# START OF Provided material
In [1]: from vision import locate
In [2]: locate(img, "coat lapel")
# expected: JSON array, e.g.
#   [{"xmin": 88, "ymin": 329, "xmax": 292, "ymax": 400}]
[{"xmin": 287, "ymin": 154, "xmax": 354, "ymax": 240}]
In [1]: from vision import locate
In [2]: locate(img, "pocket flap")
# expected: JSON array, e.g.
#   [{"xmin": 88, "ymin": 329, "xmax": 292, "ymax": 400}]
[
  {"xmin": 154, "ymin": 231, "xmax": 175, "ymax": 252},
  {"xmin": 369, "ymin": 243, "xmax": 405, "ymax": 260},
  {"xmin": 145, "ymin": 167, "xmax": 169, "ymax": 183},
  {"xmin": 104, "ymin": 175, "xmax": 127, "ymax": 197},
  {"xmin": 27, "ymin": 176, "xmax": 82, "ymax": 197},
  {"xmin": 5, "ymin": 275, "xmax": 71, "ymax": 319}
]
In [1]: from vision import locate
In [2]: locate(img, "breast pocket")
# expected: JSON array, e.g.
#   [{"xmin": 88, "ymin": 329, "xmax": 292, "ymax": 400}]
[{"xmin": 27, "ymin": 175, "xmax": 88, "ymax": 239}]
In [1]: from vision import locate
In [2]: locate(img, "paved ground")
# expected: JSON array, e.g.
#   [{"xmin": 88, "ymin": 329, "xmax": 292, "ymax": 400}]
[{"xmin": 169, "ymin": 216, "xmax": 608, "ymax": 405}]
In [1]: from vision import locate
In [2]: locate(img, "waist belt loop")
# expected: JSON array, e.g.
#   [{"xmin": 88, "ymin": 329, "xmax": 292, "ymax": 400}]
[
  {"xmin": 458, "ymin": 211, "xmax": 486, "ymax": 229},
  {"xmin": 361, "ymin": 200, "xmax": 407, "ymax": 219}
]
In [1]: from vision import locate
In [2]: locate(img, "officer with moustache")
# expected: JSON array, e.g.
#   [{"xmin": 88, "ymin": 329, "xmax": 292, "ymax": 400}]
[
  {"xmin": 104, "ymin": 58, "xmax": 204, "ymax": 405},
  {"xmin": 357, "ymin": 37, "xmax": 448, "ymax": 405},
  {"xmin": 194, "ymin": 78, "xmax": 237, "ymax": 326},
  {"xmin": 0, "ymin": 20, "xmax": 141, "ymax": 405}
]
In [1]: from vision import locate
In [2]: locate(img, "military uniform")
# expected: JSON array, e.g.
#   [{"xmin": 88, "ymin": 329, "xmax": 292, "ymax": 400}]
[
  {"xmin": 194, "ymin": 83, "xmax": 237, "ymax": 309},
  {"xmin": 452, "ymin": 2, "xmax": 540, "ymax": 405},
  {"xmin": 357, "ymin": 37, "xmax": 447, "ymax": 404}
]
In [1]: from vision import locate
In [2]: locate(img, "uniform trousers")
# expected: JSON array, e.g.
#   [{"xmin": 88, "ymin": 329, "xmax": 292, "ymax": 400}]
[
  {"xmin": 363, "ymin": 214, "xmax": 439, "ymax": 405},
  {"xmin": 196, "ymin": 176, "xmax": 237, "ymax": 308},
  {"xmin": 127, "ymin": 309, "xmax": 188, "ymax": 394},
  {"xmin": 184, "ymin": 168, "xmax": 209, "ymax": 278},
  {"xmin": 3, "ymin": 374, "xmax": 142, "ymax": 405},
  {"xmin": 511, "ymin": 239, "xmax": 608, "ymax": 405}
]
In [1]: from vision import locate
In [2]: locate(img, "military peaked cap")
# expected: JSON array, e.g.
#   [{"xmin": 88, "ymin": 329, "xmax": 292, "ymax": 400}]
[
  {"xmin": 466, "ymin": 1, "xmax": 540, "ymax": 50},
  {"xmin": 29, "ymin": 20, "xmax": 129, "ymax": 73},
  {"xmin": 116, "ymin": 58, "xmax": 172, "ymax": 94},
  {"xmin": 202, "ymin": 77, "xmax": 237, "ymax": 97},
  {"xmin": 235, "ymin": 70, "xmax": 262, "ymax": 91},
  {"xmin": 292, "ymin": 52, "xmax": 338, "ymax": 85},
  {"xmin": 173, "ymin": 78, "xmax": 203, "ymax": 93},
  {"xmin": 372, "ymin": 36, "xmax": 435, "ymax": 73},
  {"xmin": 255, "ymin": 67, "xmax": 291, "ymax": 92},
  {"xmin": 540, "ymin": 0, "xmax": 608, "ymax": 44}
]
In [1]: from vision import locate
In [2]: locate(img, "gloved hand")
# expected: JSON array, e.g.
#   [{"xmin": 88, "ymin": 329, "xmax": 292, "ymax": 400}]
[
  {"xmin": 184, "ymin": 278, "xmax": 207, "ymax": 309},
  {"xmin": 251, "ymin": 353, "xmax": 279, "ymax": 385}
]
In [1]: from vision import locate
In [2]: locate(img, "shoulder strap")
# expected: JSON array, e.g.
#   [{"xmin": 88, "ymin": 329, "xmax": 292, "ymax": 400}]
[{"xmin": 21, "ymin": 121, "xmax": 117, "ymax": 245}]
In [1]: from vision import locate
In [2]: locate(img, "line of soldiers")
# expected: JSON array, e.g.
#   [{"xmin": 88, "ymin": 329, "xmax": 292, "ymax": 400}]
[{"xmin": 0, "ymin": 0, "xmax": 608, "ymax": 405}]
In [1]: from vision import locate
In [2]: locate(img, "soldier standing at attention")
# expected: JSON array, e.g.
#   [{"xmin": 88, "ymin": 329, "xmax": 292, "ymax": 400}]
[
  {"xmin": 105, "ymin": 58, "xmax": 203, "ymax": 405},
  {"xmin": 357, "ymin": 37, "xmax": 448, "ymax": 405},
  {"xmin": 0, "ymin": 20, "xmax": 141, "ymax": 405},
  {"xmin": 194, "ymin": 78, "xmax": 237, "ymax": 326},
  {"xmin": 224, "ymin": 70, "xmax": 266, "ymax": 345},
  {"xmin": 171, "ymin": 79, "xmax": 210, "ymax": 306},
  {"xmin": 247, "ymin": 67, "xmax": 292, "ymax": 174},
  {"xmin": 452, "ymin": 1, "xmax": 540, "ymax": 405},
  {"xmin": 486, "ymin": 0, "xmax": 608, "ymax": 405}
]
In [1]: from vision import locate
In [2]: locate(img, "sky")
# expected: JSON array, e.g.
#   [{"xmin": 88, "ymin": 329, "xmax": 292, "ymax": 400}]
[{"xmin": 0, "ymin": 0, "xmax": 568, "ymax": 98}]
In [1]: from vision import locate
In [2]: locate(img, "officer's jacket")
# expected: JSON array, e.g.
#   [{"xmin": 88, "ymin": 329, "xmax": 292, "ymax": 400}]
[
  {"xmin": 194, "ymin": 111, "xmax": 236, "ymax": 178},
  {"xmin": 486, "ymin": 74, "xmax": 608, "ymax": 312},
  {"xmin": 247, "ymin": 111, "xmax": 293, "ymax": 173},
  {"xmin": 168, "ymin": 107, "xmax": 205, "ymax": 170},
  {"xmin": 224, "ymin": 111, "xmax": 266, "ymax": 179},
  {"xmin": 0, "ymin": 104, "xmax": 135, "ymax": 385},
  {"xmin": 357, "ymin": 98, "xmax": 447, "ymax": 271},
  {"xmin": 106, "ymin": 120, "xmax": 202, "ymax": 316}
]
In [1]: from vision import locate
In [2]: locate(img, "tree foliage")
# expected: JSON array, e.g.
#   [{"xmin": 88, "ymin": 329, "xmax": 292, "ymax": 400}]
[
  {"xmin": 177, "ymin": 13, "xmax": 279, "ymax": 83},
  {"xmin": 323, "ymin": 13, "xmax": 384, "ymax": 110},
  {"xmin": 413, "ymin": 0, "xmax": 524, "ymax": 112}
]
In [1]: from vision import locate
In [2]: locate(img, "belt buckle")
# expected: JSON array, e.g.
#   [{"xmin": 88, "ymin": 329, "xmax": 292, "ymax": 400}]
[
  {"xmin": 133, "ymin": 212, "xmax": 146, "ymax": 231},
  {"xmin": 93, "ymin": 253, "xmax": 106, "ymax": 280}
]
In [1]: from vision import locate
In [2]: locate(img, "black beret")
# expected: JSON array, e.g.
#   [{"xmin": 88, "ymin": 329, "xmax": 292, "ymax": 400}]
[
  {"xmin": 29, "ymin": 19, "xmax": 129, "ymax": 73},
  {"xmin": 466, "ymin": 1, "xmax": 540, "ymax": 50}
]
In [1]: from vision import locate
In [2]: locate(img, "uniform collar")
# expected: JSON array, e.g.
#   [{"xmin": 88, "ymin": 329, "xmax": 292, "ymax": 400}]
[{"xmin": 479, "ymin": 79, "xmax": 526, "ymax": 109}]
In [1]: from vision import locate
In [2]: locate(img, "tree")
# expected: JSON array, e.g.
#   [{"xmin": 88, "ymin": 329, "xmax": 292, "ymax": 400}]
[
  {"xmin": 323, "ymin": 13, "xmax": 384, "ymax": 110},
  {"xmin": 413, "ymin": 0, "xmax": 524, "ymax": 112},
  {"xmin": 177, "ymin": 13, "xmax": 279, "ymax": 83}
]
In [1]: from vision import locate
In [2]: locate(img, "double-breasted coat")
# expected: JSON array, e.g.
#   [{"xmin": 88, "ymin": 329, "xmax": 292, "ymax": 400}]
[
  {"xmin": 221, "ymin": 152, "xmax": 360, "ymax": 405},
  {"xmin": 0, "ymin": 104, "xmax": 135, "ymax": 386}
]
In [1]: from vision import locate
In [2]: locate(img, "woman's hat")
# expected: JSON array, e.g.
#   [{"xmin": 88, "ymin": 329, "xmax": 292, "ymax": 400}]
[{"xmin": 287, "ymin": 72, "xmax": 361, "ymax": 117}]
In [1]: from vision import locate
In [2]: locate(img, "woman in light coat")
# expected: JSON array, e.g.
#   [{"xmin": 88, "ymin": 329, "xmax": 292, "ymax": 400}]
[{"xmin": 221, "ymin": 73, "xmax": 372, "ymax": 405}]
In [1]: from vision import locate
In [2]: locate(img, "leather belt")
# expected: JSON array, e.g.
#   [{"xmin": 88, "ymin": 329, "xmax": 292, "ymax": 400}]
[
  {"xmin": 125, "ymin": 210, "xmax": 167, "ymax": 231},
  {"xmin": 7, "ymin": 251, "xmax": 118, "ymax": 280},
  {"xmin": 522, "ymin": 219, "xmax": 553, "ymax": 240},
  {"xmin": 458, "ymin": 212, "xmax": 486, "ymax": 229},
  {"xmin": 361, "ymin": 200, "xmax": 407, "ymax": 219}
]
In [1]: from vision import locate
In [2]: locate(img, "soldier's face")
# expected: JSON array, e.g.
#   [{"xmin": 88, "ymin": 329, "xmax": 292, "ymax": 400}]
# END OF Provided material
## Task goal
Extract from the data above every line that contains the word "military".

## Expected answer
In [2]: locate(img, "military uniform")
In [2]: locate(img, "military peaked cap")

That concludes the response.